Input for this task:

# # # # # # #

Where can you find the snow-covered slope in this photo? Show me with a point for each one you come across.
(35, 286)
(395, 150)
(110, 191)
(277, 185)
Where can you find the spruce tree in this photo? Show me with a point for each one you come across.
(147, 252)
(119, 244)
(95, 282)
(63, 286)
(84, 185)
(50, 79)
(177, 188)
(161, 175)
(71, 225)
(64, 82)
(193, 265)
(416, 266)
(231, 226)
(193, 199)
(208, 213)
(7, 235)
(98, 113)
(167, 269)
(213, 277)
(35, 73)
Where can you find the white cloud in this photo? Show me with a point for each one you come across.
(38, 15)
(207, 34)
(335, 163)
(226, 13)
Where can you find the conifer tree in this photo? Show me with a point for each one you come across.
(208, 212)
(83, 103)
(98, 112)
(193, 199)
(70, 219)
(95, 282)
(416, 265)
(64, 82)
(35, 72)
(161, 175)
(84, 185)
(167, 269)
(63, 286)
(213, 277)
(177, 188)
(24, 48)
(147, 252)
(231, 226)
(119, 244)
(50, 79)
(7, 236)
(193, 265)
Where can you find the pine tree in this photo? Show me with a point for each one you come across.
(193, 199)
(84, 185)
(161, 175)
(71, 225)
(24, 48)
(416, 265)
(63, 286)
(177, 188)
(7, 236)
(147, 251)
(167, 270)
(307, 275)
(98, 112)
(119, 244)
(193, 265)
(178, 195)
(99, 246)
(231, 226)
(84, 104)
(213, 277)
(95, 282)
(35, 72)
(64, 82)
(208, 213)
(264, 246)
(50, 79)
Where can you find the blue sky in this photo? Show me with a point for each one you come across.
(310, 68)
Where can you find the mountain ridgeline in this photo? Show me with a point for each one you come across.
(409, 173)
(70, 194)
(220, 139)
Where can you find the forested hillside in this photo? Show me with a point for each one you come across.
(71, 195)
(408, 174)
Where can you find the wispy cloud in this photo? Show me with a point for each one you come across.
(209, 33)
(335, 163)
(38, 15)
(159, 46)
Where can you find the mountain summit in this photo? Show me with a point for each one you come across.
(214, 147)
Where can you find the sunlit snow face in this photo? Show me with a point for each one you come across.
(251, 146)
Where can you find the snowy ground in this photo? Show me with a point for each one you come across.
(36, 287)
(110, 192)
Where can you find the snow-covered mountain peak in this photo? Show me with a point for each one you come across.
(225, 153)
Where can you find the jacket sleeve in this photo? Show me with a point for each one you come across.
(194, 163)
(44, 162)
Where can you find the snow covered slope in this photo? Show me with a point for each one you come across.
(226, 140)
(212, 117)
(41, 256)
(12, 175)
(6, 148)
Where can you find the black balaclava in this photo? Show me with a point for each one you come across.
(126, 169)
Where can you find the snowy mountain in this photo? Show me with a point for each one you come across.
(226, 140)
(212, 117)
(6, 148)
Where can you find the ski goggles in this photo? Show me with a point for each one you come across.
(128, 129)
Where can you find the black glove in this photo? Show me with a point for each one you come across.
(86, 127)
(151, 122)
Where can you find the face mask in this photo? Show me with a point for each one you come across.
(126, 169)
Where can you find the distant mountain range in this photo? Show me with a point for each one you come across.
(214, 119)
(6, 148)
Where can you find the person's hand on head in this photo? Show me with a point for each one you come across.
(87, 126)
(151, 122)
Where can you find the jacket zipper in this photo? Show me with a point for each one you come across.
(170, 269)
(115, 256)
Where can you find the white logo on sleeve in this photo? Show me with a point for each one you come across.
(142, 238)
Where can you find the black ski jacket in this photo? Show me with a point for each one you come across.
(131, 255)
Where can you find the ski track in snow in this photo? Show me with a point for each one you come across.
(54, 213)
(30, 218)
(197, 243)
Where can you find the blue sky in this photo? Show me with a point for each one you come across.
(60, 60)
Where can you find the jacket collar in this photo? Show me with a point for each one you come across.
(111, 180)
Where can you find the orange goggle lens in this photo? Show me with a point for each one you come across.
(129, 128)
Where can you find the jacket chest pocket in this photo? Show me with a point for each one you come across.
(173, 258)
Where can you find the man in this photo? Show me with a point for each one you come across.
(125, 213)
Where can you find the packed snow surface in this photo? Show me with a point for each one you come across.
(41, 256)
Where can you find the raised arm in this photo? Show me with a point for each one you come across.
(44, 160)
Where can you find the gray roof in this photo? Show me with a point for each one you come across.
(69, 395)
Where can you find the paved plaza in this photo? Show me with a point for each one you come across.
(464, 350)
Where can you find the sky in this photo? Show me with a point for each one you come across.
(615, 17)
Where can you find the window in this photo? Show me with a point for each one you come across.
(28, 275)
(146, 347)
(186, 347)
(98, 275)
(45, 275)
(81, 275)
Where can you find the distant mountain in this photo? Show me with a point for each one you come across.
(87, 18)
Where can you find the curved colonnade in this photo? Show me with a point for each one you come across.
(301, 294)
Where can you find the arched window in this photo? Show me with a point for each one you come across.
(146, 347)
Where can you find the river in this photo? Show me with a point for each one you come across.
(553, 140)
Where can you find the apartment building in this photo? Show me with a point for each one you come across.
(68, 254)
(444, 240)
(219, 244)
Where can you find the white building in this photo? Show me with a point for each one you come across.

# # # # # # #

Exercise requirements:
From the first line to the last, return the data exactly.

Solution for this task:
Where can you find the snow-covered slope in this photo? Show me with a point for each one you come across.
(35, 286)
(395, 150)
(110, 191)
(277, 185)
Where can you find the spruce tree in this photo? Show me with a point for each one you come across.
(147, 252)
(119, 244)
(95, 282)
(63, 286)
(84, 185)
(50, 79)
(177, 188)
(161, 175)
(71, 225)
(64, 82)
(193, 265)
(416, 266)
(231, 226)
(193, 199)
(208, 213)
(7, 235)
(98, 113)
(167, 269)
(213, 277)
(35, 73)
Where can you find the white cloud in this photo? Show me with a point for each one you come across.
(38, 15)
(207, 34)
(335, 163)
(226, 13)
Where can you find the conifer tree in this photo? Show me with a point for each one you come across.
(208, 212)
(83, 103)
(98, 112)
(193, 199)
(70, 219)
(95, 282)
(416, 265)
(64, 82)
(35, 72)
(161, 175)
(84, 185)
(167, 269)
(63, 286)
(213, 277)
(177, 188)
(24, 48)
(147, 252)
(231, 226)
(119, 244)
(50, 79)
(7, 236)
(193, 265)
Where can you find the pine tree in this photo? Show me with a point for each one you come across.
(193, 199)
(84, 185)
(161, 175)
(71, 225)
(24, 48)
(416, 265)
(63, 286)
(177, 188)
(7, 236)
(147, 251)
(167, 270)
(307, 275)
(98, 112)
(119, 244)
(193, 265)
(178, 195)
(99, 246)
(231, 226)
(84, 104)
(213, 277)
(95, 282)
(35, 72)
(64, 82)
(208, 213)
(264, 246)
(50, 79)
Where can you find the blue sky in this photo? Show me with a point for each one you come across.
(310, 68)
Where can you find the mountain ridgeline in this photo? Show me with a point for each one you come across.
(409, 173)
(70, 194)
(220, 139)
Where can you find the forested hillside in this photo? Show me with a point for each one you come across.
(71, 195)
(408, 174)
Where can you find the wispy cloud in this photo? Show me with a point for each one you come across.
(209, 33)
(335, 163)
(38, 15)
(159, 46)
Where can you find the mountain summit in this photo? Show me with a point for each one you come across.
(214, 147)
Where can you find the sunlit snow face in this photo? Show me with a point for each one you come across.
(251, 146)
Where can you find the snowy ground in this photo? Show me with a point for each one you come across.
(36, 287)
(110, 192)
Where can you find the snow-covered mountain peak in this photo? Show me with a point for each one you come across.
(225, 153)
Where can you find the jacket sleeve in this photo? Show me with a point for each one you come across.
(194, 163)
(44, 162)
Where can you find the snow covered slope in this photo? Show me with a point for each one you come across.
(226, 140)
(212, 117)
(41, 256)
(12, 175)
(6, 148)
Where can you find the black balaclava in this photo? Show me with a point for each one you come across.
(126, 169)
Where can you find the snowy mountain in this photo? Show me with a point for each one you come across.
(226, 140)
(212, 117)
(6, 148)
Where can you find the ski goggles in this photo? Show me with a point for each one you come across.
(128, 129)
Where can you find the black glove in this photo? Show me with a point for each one you come across.
(86, 127)
(151, 122)
Where can you find the face mask in this photo? Show me with a point for each one you come across.
(126, 169)
Where can you find the distant mountain range in this photo? Show me with a point for each one you come across.
(214, 119)
(6, 148)
Where can you find the person's hand on head in this photo? Show me with a point for each one you come across.
(87, 126)
(151, 122)
Where can you find the jacket zipper in this photo? Show me with a point for each one you come across.
(170, 269)
(115, 256)
Where can you find the white logo on sleeve in this photo? Show me with a point for each one you come across.
(142, 238)
Where can you find the black ski jacket in this photo? Show me with a point for each one you come across.
(131, 255)
Where can you find the ski track in snow in this photo? Show me with a point for each one you come across.
(54, 213)
(30, 218)
(197, 243)
Where can you find the blue sky in this photo? Show me with a point for each one you come across.
(60, 60)
Where can you find the jacket collar in this photo? Show me with a point for each one you come across.
(111, 180)
Where can you find the orange goggle lens in this photo? Show me with a point for each one you come across.
(129, 128)
Where can you find the jacket chest pocket in this photo? Show me with a point for each one you come across.
(173, 258)
Where can you find the man in this photo? Show me with a point for each one you come across.
(125, 213)
Where can you find the packed snow surface in this photo? Show me with a point for each one you come across.
(41, 256)
Where can you find the raised arm in this photo? Show me with a point for each one you come across.
(44, 160)
Where can you find the gray roof in this photo? Show me with a point for each one you come across.
(69, 395)
Where can you find the paved plaza in this photo? Show me with a point for each one you come across.
(464, 350)
Where can you find the sky in this photo? Show me with a point for each one you come across.
(615, 17)
Where can you find the window in this photo? Show me with a point for each one you come across.
(28, 275)
(146, 347)
(186, 347)
(98, 275)
(45, 275)
(81, 275)
Where can you find the distant mountain in this photo? Show me with a point for each one you come across.
(87, 18)
Where can you find the curved colonnade in this photo? Show me with a point for each one you come across.
(301, 294)
Where can you find the arched window in this photo? Show me with a point for each one you come across.
(146, 347)
Where can you find the river in this photo? Show me with a point for each one you come across.
(553, 140)
Where can you find the apartment building in this photo? Show me with a point for each one you come across.
(68, 254)
(444, 240)
(219, 244)
Where can you find the white building in this photo? Show me with a point for each one you come across.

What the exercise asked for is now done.